◆ **Exercise brief**
Repeat the listing in full. Nothing may be added or left out.

◆ **Data under study**
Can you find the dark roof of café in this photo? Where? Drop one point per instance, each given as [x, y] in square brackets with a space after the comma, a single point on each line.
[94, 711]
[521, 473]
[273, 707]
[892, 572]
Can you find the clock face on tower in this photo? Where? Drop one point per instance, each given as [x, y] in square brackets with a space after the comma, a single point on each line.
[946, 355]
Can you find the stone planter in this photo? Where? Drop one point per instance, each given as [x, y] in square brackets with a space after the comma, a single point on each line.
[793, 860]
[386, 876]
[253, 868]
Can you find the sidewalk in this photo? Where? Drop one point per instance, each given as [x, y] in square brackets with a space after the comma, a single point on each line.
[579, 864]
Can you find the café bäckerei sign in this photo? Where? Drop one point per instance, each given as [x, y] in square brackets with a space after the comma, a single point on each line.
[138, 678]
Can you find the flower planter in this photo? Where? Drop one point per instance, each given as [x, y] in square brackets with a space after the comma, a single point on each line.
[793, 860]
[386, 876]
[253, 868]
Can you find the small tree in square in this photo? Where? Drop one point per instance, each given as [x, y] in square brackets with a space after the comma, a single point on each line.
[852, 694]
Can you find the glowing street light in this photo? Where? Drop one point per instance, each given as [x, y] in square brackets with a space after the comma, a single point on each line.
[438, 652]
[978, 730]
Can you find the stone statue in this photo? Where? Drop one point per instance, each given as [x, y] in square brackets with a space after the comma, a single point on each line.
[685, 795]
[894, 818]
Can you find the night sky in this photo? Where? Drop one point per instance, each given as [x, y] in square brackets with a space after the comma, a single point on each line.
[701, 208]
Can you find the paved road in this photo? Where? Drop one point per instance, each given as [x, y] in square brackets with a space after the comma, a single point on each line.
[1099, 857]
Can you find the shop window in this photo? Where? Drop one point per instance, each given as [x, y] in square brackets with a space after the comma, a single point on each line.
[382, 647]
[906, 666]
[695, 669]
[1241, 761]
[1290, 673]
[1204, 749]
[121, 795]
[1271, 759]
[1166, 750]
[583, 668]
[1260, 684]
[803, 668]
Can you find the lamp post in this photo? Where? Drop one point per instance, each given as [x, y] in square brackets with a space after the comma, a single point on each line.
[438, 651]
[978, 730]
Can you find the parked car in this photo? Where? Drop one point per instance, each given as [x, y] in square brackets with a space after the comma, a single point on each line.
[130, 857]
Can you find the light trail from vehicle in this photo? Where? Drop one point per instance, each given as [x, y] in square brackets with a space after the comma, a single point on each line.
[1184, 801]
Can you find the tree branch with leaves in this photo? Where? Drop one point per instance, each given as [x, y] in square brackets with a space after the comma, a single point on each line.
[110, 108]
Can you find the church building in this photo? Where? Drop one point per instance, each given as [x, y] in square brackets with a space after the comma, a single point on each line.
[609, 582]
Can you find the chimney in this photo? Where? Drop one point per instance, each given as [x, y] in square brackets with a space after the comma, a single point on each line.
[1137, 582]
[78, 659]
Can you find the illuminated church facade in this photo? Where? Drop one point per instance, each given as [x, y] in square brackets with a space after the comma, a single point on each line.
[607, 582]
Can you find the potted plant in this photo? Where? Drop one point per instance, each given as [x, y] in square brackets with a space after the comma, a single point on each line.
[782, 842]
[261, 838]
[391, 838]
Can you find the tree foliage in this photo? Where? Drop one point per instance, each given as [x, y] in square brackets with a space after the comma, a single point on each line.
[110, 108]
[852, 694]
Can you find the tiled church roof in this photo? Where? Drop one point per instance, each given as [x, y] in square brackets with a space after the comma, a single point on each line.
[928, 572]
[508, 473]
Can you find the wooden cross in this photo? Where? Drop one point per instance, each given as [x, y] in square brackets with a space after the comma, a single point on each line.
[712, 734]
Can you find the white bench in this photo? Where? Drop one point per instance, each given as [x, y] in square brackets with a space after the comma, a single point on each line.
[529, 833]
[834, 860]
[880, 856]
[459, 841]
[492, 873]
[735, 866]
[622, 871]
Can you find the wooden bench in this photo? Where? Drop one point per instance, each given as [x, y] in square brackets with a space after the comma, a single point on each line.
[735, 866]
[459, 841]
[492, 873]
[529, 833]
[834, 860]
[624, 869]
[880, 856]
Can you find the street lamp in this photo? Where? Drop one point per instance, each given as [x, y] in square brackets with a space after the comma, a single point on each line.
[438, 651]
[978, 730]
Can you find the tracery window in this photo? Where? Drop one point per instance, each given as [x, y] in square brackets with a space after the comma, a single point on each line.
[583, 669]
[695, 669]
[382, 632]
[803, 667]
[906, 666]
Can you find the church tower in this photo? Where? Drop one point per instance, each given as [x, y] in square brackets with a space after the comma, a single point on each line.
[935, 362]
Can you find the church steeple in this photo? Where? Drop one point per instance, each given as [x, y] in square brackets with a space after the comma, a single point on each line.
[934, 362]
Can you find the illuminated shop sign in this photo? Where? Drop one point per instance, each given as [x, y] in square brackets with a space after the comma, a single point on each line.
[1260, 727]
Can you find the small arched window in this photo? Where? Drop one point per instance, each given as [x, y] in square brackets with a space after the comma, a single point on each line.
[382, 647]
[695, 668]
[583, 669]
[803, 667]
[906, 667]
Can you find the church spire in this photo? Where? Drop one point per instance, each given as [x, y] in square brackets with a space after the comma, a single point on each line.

◆ **Response below**
Can you find the dark roof of café in this photo? Where? Drop one point per instance, each given as [x, y] in square brackets with a space after the comma, a single point on each line.
[94, 711]
[521, 473]
[273, 707]
[892, 572]
Can you find the clock face on tower in this photo? Where? Drop one point per instance, each given as [x, y] in square brackets with a space after the comma, a single point on each line.
[946, 355]
Can you find the stone planter in this photo? Where? Drop one point per instance, each given as [x, y] in square brackets with a space after the comma, a single point on each line.
[793, 860]
[386, 876]
[253, 868]
Can you find the sidewalk in this photo? Where? Drop one point per instance, each given as [x, y] in square brackets with a space after the comma, a single point on each line.
[579, 864]
Can you find the café bäckerei sign in this photo? Where? Drop one point per instance, each given as [x, y] in square brackets with a space after the comma, a single point on each line.
[138, 678]
Can you find the flower planter in this photo? Where? Drop one point per instance, each given as [x, y] in square brackets with a space after the comma, a single point on each line.
[793, 860]
[386, 876]
[253, 868]
Can you find the small tree in square in this photo? Where? Drop one point per instance, each given as [x, y] in square brackets with a space after the comma, a single point on each line.
[852, 694]
Can you find the glowing street light in this photo? Where? Drop one point per instance, each given as [x, y] in square brackets with a space after the comma, a single point on each line.
[438, 652]
[978, 730]
Can you find the stone statue in this photo? Where? Drop one point per instance, each given as [x, y] in square brackets with a space after the comma, a single point on each line.
[685, 795]
[894, 818]
Can you find the night sky in this photo? Where? Drop one point per instance, each given as [x, y] in square brackets with a space after the comma, a single point on each line.
[701, 208]
Can you find the paved road in this photo? Where? Drop one point per instance, each given as [x, y] in square brackets with a space after the comma, a single point on each line.
[1099, 857]
Can you find the shop window in this photo? Where? Drop one point per instance, each given as [x, y] in square brackets with a space after the comma, a single point on each line.
[382, 647]
[906, 666]
[695, 669]
[1241, 761]
[1290, 673]
[1204, 749]
[121, 795]
[1271, 759]
[1166, 750]
[583, 668]
[1260, 684]
[803, 668]
Can you find the lamp post in this photo? Where? Drop one point per instance, each given as [x, y] in square brackets with a space after the comma, a single point on each line.
[438, 651]
[978, 730]
Can you find the parked car in this photo? Where? Drop one point per instance, each given as [x, y] in square brackets with a space after the comma, a single point on each line.
[130, 857]
Can you find the light trail from vehicle in this photo? Where? Drop one point per instance, each given as [x, y] in square brackets with a space after the comma, a single point on each line.
[1184, 801]
Can you find the tree branch with leaves in this photo? Where? Drop one point per instance, each given as [x, y] in square brackets with a space after the comma, a single point on each line.
[110, 108]
Can you find the church building in this photo? Where? Drop one point per instance, each given as [x, y] in square brackets with a space after the comma, a single point on each line.
[609, 582]
Can you find the chimney in this photo? Where? Drop one point per instance, each given as [x, y] in square brackets with a space after the comma, a single point on each line.
[1137, 582]
[78, 659]
Can you find the illuminated church facade in this photo? Where? Drop one point per instance, each given as [x, y] in square brackets with a space after the comma, a single point on each line.
[607, 582]
Can you find the potted plant in this photo? Where? Drop one point per instance, each given as [x, y] in square brackets with a space after the comma, a single point on each line.
[782, 842]
[261, 838]
[391, 838]
Can you find the tree foliage in this photo? Where? Drop one point per instance, each given as [x, y] in square brackets with a space after the comma, a single point on each line.
[110, 108]
[852, 694]
Can you find the tiled church roof in this photo? Where? Drop one point per instance, each given as [x, y] in square brackets with a space after the comma, a single point on each line.
[928, 572]
[508, 473]
Can you find the wooden cross in this photo? Where? Drop one point per instance, each given as [x, y] in square brackets with a space after the comma, a single point on each line.
[712, 734]
Can you find the white bench in this photo? Where? Drop one point per instance, each given as [x, y] in square brackets with a space after the comma, a single point on each line.
[529, 833]
[834, 860]
[880, 856]
[459, 841]
[492, 873]
[735, 866]
[622, 871]
Can you find the wooden bench in this photo? Where? Drop one point per instance, each given as [x, y] in square brackets with a space after the comma, a single point on each line.
[735, 866]
[459, 841]
[492, 873]
[529, 833]
[834, 860]
[624, 869]
[880, 856]
Can you find the street lamp in this photo? Where? Drop one point per instance, each given as [x, y] in square brackets with a space after the comma, a single point on each line.
[438, 651]
[978, 730]
Can you find the tracery window in this photo? Where? Drop one point per instance, each given as [x, y] in square brackets with a space after the comma, a single point on each line.
[583, 669]
[695, 669]
[382, 632]
[803, 667]
[906, 666]
Can you find the church tower in this photo? Where? Drop one point per instance, each given as [x, y] in square brackets with a space after the comma, a single point on each line.
[935, 362]
Can you find the church steeple in this photo? Where? Drop one point per instance, each given as [x, y] in square brackets with a space after the comma, a single point on each line.
[934, 362]
Can you find the illuminated shop sign in this photo? Where? Drop one point per instance, each given as [x, y] in square brackets with a space after the comma, a single point on each line.
[1260, 727]
Can you find the small arched window in this photo? Where? Drop one point per instance, each given as [x, y] in square brackets with a space after the comma, a single point on each line.
[382, 647]
[695, 668]
[583, 669]
[803, 667]
[906, 667]
Can you find the church spire in this photo? Where? Drop one point per instance, each given as [x, y] in square brackets with a space after the comma, a single point on each line.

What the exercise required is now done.